Extrait choisi:

================

5. Il ressort des pièces du dossier que la commune de Dunkerque a rejeté la candidature de la société ACYC-Architectes au motif que celle-ci avait été présentée le 12 novembre 2024 en fin d'après-midi, soit au-delà de la date limite de remise des offres fixée le même jour à 10h00, laquelle était mentionnée au point 5.1.12 de l'avis de concours publié au JOUE et au BOAMP. Si la société requérante fait valoir que cet horaire ne lui est pas opposable dès lors que l'avis de publicité n'était pas joint au règlement de concours lequel se borne à préciser au point B) 3. que " Les candidatures sont à déposer via le profil acheteur, au plus tard à la date et l'heure indiquée en page de garde du présent document " et qu'il est constant que la première page de ce document ne comporte aucune mention d'un horaire, il ressort toutefois de la capture d'écran du dossier de consultation produit en défense que l'avis de publicité figurait parmi les documents de la consultation à télécharger. Par ailleurs, la circonstance que le règlement de concours ne précisait pas, contrairement à l'avis de publicité, l'heure limite du dépôt des candidatures, si elle était de nature à révéler une ambigüité de ces documents de la consultation, celle-ci était toutefois aisément décelable par les candidats qui ne pouvaient se méprendre de bonne foi sur les exigences du pouvoir adjudicateur, de sorte qu'il appartenait à la société requérante d'interroger le pouvoir adjudicateur pour lever cette confusion conformément au point B)1.3 du règlement de concours, ce qu'elle s'est abstenue de faire. Dans ces conditions, elle n'est pas fondée à soutenir que la commune de Dunkerque a manqué à ses obligations de publicité et de mise en concurrence en rejetant comme tardive sa candidature.

================

Lignes fournies:
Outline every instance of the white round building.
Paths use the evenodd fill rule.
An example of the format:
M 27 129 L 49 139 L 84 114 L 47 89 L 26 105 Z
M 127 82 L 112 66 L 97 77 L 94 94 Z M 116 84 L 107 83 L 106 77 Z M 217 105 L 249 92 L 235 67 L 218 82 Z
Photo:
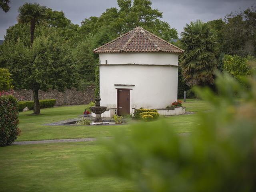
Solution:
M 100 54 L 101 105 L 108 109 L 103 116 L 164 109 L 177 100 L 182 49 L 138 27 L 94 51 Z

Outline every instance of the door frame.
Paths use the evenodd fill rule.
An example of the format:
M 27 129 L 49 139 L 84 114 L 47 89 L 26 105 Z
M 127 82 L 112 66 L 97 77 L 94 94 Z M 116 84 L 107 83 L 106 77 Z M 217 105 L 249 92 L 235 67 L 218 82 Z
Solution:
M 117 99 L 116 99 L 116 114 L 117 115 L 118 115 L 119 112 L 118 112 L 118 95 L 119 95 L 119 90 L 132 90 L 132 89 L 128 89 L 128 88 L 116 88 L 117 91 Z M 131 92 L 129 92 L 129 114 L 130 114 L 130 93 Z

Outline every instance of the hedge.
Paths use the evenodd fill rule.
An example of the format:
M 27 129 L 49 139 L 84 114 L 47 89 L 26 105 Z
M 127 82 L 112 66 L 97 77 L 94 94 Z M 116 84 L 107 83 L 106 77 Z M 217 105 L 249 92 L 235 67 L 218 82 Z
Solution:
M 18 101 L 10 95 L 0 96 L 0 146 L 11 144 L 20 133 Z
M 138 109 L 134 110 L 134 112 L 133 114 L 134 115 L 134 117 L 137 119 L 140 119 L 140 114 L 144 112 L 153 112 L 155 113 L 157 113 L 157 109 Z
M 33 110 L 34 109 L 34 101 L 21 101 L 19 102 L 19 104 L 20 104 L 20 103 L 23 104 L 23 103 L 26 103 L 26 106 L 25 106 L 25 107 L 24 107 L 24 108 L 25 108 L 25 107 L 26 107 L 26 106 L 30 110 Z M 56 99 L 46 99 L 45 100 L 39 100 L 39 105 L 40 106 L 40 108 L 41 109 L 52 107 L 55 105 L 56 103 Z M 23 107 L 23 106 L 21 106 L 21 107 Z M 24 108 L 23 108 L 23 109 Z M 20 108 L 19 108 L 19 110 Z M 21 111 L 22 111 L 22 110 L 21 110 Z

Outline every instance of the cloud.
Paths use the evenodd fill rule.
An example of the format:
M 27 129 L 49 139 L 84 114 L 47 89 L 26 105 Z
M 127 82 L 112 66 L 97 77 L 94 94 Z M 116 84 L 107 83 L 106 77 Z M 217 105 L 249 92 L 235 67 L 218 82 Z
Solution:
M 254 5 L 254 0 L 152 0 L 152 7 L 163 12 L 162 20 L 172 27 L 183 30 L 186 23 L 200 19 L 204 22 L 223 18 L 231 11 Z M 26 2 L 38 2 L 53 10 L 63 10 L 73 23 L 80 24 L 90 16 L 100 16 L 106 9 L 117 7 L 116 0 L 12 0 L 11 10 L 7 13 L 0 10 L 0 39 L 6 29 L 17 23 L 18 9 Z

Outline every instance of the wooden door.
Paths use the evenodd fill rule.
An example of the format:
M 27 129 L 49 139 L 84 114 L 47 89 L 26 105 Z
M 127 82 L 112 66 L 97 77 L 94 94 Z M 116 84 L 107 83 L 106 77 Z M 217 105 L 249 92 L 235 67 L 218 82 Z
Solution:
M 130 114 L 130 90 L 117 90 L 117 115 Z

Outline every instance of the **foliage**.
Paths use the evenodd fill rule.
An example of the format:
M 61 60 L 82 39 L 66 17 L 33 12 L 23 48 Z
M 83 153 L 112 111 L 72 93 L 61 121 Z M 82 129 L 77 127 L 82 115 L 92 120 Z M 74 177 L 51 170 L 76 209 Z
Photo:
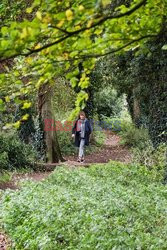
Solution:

================

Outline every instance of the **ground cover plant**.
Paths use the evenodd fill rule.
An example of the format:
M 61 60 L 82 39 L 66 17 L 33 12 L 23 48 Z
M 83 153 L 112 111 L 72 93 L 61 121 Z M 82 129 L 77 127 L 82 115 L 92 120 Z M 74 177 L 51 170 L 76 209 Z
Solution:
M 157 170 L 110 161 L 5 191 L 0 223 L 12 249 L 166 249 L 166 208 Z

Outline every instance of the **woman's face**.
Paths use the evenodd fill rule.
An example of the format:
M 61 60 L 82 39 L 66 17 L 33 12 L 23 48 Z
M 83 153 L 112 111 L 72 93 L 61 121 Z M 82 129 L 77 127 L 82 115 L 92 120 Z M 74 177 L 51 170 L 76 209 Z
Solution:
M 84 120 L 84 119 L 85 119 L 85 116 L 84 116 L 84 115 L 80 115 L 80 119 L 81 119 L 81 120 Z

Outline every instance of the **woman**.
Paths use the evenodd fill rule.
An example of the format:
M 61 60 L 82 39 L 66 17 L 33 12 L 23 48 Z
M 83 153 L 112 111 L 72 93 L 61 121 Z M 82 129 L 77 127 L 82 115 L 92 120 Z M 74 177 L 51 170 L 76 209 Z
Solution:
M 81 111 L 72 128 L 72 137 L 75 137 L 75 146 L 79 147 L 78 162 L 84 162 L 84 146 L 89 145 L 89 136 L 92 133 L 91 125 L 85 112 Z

================

Recopiez mot pour mot, en entier, l'extrait sur la candidature refusée par la commune de Dunkerque.

Réponse:
5. Il ressort des pièces du dossier que la commune de Dunkerque a rejeté la candidature de la société ACYC-Architectes au motif que celle-ci avait été présentée le 12 novembre 2024 en fin d'après-midi, soit au-delà de la date limite de remise des offres fixée le même jour à 10h00, laquelle était mentionnée au point 5.1.12 de l'avis de concours publié au JOUE et au BOAMP. Si la société requérante fait valoir que cet horaire ne lui est pas opposable dès lors que l'avis de publicité n'était pas joint au règlement de concours lequel se borne à préciser au point B) 3. que " Les candidatures sont à déposer via le profil acheteur, au plus tard à la date et l'heure indiquée en page de garde du présent document " et qu'il est constant que la première page de ce document ne comporte aucune mention d'un horaire, il ressort toutefois de la capture d'écran du dossier de consultation produit en défense que l'avis de publicité figurait parmi les documents de la consultation à télécharger. Par ailleurs, la circonstance que le règlement de concours ne précisait pas, contrairement à l'avis de publicité, l'heure limite du dépôt des candidatures, si elle était de nature à révéler une ambigüité de ces documents de la consultation, celle-ci était toutefois aisément décelable par les candidats qui ne pouvaient se méprendre de bonne foi sur les exigences du pouvoir adjudicateur, de sorte qu'il appartenait à la société requérante d'interroger le pouvoir adjudicateur pour lever cette confusion conformément au point B)1.3 du règlement de concours, ce qu'elle s'est abstenue de faire. Dans ces conditions, elle n'est pas fondée à soutenir que la commune de Dunkerque a manqué à ses obligations de publicité et de mise en concurrence en rejetant comme tardive sa candidature.